[Problem to solve] Starting with the line that contains "of the sailboat" and going on through the line that contains "Target: sailboat", change "the named phrase" to "the given phrase". Give back only those lines, with nothing else altered.

[Exercise materials]
[START]

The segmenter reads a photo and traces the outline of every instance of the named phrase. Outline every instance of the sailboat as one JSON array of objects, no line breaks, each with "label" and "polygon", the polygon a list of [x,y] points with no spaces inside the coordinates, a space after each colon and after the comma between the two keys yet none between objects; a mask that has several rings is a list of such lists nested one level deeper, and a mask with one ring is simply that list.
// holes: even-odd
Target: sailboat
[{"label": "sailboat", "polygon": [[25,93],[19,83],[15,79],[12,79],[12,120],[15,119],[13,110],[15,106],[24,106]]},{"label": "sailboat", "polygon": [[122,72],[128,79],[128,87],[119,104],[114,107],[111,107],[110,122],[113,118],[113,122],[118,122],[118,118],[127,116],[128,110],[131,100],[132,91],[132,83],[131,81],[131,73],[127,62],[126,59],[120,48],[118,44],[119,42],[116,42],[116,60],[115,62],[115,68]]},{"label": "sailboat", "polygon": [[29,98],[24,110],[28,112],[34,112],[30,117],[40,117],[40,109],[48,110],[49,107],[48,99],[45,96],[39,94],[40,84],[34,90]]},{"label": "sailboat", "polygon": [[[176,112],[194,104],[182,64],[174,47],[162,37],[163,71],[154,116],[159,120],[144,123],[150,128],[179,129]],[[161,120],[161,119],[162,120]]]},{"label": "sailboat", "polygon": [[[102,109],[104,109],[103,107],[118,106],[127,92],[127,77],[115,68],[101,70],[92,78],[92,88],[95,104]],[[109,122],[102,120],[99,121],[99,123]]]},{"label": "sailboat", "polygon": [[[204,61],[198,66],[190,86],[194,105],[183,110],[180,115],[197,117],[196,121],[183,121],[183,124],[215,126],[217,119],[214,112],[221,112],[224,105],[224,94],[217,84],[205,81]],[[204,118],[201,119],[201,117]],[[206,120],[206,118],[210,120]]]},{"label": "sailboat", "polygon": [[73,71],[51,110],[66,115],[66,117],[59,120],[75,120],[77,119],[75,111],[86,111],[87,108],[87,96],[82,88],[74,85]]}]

[END]
[START]

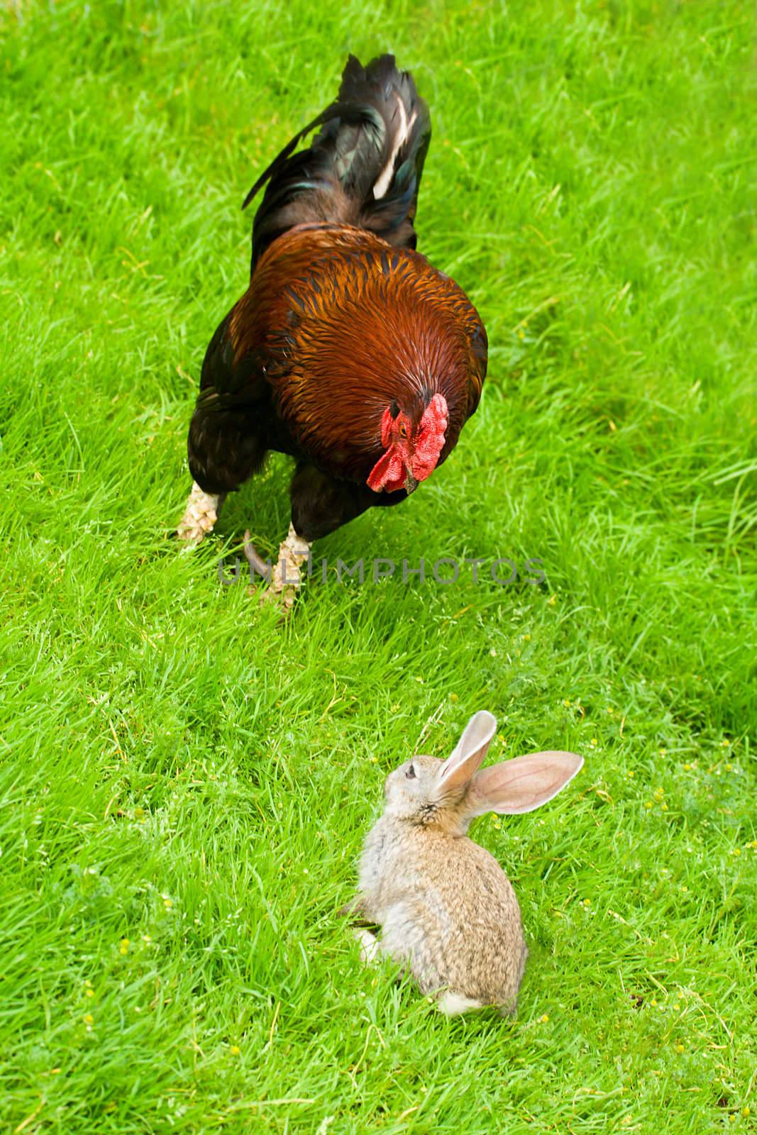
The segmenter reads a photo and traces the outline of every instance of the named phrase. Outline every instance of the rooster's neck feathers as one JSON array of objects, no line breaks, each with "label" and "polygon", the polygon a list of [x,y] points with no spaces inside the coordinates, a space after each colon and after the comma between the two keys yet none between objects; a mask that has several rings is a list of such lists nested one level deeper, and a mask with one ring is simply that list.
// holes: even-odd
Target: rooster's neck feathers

[END]
[START]

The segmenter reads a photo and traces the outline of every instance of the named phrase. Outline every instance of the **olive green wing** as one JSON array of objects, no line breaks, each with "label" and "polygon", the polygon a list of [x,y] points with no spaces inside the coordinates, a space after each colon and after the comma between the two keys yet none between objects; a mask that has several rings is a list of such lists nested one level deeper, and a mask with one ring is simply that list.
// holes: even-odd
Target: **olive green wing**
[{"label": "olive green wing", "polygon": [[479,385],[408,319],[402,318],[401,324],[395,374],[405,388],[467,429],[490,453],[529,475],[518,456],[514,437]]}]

[END]

[Result below]
The segmenter reads a photo and traces the outline of every instance of the given phrase. Outline every instance of the sailboat as one JSON array of objects, no line breaks, each with "label" and "polygon", the polygon a list of [x,y] points with no spaces inside the coordinates, a space after each colon and after the comma between the two keys yet none between objects; a mask that has several rings is a list of such lists nested one level deeper, and a mask with one ring is simply that list.
// holes: even-odd
Target: sailboat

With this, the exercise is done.